* _SELECTED EXCERPT_
Do both fathers and mothers experience the emotions of empty nesting the same way?

The truth is that a parent’s emotions are more related to the relationship they have with their child and their role as a caregiver than they are with gender. Often, the parent who has the more emotionally intimate relationship will have an easier time processing empty-nest emotions. They may find it easier to trust their child is ready for the challenges of adulthood and to establish regular communication.

Are empty nesters ever envious of their children?

Sometimes. If you see this as a sign that you are old and your life is winding down, then it is easy to be envious of your children and all of the new experiences that lay ahead of them. Envy can also be a problem for parents who felt they didn’t get the same opportunities. Unfortunately this is often wrapped up in guilt as well. Parents who find themselves feeling jealous of their child’s opportunities often then feel guilty or ashamed of that feeling.

How does empty nesting affect a couple?

It can be easy to neglect your relationship while the kids are home and life is centered around family rather than romance, but once the kids leave you have to figure out how to reconnect. At a time when you both may need comfort and companionship, you are faced with the realization that you don’t know how to do that with each other very well anymore. Think about this long before the kids leave home. Don’t assume that once your schedules are your own you will magically rekindle the spark of passion or find it easy to connect. It is also important to talk openly about what’s going on—not only about your individual experiences but what you want and need from each other as partners. I see lots of couples where one partner is excited about all the free time and ready to go on adventures while the other one is sad, lonely, and just wants to grieve. This difference isn’t bad but it usually sets the stage for some resentment and judgment on both sides.

* _EXERCISE SET_
- A) List every question posed as a heading in the text on empty nesting.
- B) Summarize the text on empty nesting in two sentences.
- C) Go on with the text on empty nesting, starting after its final sentence.

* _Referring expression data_

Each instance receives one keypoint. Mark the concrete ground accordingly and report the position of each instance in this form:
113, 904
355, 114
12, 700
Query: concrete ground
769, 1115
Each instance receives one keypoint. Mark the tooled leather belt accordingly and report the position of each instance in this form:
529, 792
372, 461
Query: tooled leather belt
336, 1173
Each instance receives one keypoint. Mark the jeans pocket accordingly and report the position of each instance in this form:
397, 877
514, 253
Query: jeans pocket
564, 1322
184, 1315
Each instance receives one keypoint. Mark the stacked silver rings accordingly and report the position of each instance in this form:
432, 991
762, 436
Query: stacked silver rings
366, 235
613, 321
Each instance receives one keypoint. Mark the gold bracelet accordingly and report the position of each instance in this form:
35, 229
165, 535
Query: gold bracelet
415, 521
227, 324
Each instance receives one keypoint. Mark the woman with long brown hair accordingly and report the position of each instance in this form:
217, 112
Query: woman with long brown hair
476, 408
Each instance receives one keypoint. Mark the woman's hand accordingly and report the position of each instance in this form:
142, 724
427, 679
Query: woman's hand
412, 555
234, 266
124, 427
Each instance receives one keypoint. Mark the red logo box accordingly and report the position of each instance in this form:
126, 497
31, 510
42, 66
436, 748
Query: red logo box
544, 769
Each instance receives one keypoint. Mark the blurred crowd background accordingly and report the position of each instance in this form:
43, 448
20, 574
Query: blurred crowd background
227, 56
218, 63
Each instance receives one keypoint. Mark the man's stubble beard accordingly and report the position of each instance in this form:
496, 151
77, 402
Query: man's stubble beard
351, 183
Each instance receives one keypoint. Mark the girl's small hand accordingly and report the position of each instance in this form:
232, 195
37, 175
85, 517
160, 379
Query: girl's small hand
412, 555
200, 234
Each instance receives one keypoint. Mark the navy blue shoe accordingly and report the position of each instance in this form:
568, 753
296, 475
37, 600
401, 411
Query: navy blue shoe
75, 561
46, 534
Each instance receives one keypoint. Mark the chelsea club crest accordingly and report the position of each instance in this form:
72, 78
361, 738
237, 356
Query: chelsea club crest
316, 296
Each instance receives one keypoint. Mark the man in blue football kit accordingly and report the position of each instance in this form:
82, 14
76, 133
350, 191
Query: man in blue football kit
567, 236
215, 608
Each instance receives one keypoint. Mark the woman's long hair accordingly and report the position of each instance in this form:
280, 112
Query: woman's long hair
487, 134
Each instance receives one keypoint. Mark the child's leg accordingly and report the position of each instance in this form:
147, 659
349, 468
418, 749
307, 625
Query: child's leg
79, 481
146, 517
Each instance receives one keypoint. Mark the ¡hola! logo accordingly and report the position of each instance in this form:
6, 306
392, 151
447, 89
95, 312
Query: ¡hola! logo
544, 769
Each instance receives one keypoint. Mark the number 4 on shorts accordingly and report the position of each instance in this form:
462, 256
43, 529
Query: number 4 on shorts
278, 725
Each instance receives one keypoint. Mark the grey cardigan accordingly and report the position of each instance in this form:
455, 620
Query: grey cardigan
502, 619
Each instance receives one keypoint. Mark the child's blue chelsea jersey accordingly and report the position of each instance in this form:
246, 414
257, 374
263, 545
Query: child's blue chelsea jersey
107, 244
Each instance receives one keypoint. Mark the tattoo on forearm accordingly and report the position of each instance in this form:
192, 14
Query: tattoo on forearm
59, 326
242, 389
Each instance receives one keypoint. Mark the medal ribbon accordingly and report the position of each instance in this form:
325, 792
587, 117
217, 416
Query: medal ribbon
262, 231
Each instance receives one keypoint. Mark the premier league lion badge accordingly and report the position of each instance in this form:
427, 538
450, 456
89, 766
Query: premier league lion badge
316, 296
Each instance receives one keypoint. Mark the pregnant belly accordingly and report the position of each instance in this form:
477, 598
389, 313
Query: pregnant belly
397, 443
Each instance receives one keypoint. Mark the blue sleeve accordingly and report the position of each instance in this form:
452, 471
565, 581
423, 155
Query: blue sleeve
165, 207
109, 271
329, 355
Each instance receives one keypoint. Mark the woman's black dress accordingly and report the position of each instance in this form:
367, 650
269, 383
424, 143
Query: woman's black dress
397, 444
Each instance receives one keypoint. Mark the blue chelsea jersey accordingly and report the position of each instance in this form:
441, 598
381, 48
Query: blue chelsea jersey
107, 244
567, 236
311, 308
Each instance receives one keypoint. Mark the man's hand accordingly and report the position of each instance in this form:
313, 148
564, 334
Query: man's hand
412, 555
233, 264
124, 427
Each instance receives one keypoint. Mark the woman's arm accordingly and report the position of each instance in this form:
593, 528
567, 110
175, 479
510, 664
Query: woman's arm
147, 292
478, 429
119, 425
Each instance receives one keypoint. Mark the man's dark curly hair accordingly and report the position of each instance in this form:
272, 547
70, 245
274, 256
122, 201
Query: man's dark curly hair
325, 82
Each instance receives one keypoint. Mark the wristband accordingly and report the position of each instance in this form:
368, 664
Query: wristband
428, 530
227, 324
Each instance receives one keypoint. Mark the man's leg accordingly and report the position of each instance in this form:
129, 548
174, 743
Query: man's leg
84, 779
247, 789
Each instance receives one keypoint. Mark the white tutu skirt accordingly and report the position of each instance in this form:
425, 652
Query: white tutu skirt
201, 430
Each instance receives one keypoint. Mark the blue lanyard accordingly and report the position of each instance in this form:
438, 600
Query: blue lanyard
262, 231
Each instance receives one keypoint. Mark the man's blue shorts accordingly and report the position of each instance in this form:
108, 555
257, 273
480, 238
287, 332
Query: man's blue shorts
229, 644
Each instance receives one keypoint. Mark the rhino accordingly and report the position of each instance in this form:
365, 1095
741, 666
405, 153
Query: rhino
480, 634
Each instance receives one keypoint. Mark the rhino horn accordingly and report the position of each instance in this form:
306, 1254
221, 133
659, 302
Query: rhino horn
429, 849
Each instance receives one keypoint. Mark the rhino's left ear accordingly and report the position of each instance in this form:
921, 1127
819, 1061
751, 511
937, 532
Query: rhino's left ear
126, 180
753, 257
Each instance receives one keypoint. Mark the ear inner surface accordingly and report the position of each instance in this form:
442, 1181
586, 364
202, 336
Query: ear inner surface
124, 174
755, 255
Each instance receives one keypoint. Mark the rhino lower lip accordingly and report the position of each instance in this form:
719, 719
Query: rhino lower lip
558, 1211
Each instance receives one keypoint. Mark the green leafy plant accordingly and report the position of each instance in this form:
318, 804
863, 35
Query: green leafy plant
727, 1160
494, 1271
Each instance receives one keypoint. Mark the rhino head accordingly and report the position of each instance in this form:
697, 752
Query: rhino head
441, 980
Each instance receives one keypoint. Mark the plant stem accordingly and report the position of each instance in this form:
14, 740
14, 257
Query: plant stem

* _EXPECTED OUTPUTS_
- A)
- Do both fathers and mothers experience the emotions of empty nesting the same way?
- Are empty nesters ever envious of their children?
- How does empty nesting affect a couple?

- B) A parent's empty-nest emotions depend more on their relationship with the child and their role as caregiver than on gender, and some parents envy their children's new opportunities and then feel guilty about that envy. Once the kids leave, couples may find it hard to reconnect, so they should think about this well in advance and talk openly about what they want and need from each other.

- C)
Should you talk to your child about your feelings?

Part of cultivating a new relationship with your child is having more grown-up conversations. The goal is to share appropriately without making your child feel responsible for your emotional state. One way to check yourself before sharing is to ask yourself what you hope to get from the conversation. If the answer is comfort and caretaking, then it is probably best for you talk to a friend, family member or your significant other first.

How can you renegotiate your relationship with your child?

Create some new routines. Some things will happen organically, like a phone call on Thursdays as you head to work and they head into their early class. Be intentional about establishing some simple ways to connect regularly. This could include anything from emails, texts, and phone calls, to social media check-ins or setting a schedule for visits. And remember that being emotionally supportive to an adult is much more about being available than it is about fixing problems. Practice being a good listener and ask before giving advice. Not only will you respect your child’s desire for autonomy but you send the message that you believe in their ability to manage their life without your input even when you want to give it.


  • Feel the feelings. Cry, write in a journal, vent to a friend, family member, or therapist. Do whatever you can to let those emotions out.
  • Take care of yourself. Eat healthy, go outside, listen to music, get adequate sleep. It’s easy for sadness to overwhelm us and that can put us in a cycle of poor self-care which only amplifies difficult emotions.
  • Develop a check-in ritual. Tell your child you miss him or her and establish a routine for phone calls, text messages or FaceTime. Respect your child’s need for independence but also honor your need for connection.
  • Let go of the guilt. There is so much time now to question all the parenting decisions made over the previous 18 years. Don’t waste time looking back. Focus your energy on remembering the fun and joy of parenting at each stage of your child’s life.
  • Build a support circle. Reach out to other parents who have gone through this life stage. Many universities have parent groups in various cities and on social media.